* [Exercise directions]
Locate the string "clicks" in the records below. Copy every line where it occurs.

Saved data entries
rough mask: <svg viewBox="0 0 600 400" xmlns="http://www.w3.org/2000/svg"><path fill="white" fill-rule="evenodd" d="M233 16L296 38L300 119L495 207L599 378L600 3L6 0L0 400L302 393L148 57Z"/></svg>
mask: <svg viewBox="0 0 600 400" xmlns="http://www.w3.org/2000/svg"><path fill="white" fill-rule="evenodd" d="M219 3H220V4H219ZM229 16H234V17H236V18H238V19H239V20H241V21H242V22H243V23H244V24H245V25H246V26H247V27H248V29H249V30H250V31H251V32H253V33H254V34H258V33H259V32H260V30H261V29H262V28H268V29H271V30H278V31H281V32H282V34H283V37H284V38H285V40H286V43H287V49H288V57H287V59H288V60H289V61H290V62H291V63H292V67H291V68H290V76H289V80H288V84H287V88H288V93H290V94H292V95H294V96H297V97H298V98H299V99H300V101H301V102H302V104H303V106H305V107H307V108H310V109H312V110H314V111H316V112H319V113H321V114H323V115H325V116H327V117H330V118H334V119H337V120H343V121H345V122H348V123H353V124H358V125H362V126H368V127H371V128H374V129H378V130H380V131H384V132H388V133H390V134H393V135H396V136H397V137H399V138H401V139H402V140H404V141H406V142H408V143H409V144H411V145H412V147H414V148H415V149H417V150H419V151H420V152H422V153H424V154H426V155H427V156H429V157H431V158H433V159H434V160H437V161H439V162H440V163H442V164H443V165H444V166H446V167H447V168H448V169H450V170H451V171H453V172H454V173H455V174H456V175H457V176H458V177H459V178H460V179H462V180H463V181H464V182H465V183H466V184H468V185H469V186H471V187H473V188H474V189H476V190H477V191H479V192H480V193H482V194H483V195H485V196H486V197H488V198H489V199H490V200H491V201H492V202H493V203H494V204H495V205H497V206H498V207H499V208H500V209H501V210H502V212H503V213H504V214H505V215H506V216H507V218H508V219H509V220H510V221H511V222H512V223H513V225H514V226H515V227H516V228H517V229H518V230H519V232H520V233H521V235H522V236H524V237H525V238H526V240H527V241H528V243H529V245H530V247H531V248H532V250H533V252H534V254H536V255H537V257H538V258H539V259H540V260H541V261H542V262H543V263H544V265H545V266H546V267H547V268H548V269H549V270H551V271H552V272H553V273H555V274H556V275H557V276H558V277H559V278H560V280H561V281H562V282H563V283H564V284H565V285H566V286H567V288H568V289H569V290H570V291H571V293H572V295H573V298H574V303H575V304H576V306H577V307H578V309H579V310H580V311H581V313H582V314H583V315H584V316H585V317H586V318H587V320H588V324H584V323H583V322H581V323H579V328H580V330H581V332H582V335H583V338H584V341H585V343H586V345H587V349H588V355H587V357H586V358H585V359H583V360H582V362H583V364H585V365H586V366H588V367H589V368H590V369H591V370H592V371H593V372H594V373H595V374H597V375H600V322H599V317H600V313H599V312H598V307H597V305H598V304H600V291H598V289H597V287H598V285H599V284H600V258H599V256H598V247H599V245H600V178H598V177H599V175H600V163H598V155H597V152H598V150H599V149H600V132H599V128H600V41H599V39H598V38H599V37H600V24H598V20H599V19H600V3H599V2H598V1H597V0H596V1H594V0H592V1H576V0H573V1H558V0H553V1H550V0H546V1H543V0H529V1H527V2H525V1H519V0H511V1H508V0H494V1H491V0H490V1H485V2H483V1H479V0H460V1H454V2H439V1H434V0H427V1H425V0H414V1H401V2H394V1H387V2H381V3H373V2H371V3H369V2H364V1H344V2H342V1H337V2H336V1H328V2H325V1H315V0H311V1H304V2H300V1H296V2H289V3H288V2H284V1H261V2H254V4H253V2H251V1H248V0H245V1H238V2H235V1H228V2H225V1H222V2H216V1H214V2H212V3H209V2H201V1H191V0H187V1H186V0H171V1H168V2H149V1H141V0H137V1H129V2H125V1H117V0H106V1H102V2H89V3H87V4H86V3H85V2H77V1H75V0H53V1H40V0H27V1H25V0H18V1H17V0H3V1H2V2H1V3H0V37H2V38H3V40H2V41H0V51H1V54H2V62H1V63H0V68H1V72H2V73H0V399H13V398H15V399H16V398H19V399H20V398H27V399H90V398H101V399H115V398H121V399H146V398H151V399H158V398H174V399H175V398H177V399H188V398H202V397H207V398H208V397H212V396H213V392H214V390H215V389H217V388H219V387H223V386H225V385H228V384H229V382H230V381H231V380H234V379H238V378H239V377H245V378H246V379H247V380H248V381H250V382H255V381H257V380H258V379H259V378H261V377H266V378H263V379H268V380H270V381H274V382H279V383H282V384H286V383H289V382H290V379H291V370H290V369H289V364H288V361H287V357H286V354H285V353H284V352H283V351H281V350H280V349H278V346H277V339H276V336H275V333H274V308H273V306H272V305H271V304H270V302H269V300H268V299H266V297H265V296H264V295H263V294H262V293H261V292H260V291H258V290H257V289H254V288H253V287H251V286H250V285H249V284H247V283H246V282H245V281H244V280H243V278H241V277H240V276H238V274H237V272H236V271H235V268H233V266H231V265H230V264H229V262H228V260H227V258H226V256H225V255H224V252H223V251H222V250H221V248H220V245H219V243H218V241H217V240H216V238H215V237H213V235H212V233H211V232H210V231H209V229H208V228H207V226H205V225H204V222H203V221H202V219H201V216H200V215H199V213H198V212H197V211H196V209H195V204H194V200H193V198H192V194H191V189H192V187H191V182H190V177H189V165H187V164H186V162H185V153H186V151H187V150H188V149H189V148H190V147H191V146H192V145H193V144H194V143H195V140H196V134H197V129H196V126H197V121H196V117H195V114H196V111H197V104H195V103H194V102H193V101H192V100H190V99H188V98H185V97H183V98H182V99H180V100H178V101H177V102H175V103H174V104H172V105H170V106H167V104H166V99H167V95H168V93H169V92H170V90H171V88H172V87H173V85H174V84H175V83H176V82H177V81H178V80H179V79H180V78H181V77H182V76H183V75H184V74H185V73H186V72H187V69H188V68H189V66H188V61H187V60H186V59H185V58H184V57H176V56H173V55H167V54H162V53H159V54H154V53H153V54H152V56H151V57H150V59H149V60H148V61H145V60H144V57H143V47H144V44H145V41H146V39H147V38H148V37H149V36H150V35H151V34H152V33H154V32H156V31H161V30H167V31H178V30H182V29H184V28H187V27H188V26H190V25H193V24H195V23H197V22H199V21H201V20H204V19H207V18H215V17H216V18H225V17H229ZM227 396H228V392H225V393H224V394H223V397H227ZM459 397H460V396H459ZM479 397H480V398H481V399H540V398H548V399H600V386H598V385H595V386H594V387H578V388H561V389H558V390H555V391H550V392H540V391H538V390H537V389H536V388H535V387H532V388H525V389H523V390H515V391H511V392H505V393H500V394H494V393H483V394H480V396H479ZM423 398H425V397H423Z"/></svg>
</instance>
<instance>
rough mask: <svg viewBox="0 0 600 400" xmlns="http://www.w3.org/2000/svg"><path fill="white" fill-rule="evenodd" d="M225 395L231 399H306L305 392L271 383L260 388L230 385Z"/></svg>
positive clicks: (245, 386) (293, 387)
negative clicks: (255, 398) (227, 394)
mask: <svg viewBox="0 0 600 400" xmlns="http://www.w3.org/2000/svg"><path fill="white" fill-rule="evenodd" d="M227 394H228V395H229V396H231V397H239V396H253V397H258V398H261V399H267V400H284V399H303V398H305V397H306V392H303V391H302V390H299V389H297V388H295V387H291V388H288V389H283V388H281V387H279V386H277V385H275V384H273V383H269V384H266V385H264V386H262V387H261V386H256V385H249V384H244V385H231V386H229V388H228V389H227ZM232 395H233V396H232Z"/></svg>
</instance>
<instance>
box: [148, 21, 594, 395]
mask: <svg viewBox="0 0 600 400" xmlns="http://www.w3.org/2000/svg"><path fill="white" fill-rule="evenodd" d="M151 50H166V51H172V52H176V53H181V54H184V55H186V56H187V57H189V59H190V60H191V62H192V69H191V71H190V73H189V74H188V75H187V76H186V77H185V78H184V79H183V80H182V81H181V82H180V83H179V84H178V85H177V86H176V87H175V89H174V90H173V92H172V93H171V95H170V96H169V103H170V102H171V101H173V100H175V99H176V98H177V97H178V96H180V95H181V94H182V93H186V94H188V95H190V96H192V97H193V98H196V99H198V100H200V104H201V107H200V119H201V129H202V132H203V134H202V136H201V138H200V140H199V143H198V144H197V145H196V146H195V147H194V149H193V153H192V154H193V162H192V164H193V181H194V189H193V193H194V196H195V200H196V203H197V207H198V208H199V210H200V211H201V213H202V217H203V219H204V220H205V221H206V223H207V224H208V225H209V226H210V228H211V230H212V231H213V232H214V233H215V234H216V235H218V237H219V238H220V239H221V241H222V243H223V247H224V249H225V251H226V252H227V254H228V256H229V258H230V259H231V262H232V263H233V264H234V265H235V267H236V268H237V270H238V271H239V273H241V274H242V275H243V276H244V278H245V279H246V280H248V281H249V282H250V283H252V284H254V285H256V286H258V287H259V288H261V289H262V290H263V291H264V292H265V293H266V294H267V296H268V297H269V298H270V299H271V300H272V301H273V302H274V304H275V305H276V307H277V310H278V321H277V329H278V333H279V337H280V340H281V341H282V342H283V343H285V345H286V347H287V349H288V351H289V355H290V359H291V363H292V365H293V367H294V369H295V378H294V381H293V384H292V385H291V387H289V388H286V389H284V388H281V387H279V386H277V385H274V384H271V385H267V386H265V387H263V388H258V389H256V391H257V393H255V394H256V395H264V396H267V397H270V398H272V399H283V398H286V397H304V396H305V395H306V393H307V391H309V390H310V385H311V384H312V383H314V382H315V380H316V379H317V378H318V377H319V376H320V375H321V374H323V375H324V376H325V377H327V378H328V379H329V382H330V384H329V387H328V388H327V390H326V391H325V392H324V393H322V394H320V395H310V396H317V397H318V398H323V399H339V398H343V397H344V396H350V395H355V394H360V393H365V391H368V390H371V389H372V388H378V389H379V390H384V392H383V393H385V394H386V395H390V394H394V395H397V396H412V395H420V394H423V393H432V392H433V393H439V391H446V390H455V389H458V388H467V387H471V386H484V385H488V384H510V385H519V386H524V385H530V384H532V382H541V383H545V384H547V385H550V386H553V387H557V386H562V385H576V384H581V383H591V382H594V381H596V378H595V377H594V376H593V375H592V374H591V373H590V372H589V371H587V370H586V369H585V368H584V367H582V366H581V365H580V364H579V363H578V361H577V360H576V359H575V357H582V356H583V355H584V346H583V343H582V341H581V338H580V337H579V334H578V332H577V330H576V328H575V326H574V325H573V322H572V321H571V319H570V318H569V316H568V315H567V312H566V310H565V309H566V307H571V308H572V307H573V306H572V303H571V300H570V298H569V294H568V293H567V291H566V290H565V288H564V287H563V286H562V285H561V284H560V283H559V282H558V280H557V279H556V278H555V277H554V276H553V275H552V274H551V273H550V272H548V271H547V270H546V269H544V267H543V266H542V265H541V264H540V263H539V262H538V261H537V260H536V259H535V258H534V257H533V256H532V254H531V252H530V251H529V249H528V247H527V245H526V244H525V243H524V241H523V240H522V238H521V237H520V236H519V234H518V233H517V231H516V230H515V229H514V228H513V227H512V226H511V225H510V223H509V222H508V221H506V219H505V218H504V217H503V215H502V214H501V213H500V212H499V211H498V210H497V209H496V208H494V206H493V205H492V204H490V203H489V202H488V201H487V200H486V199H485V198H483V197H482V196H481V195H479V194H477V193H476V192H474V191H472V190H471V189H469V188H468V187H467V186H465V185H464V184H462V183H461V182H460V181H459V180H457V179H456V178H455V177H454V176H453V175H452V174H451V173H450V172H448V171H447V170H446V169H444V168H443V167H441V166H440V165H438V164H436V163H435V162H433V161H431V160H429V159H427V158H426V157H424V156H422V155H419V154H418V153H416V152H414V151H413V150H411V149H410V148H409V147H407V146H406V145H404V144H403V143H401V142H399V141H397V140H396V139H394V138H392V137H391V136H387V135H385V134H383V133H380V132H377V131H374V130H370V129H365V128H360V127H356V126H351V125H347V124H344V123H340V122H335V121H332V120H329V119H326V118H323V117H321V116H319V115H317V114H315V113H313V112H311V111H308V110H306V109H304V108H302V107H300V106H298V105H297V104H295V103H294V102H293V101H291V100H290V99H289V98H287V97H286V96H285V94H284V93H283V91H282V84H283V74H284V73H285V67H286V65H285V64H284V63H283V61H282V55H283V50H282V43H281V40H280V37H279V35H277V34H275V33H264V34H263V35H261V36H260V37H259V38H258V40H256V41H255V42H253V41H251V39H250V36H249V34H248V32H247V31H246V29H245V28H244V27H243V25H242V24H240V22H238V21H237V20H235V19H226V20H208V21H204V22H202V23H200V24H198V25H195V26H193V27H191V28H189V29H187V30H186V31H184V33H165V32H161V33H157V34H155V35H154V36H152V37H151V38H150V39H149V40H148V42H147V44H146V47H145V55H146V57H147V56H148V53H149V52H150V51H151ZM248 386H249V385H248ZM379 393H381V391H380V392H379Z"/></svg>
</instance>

* [Response to this exercise]
positive clicks: (245, 386) (293, 387)
negative clicks: (255, 398) (227, 394)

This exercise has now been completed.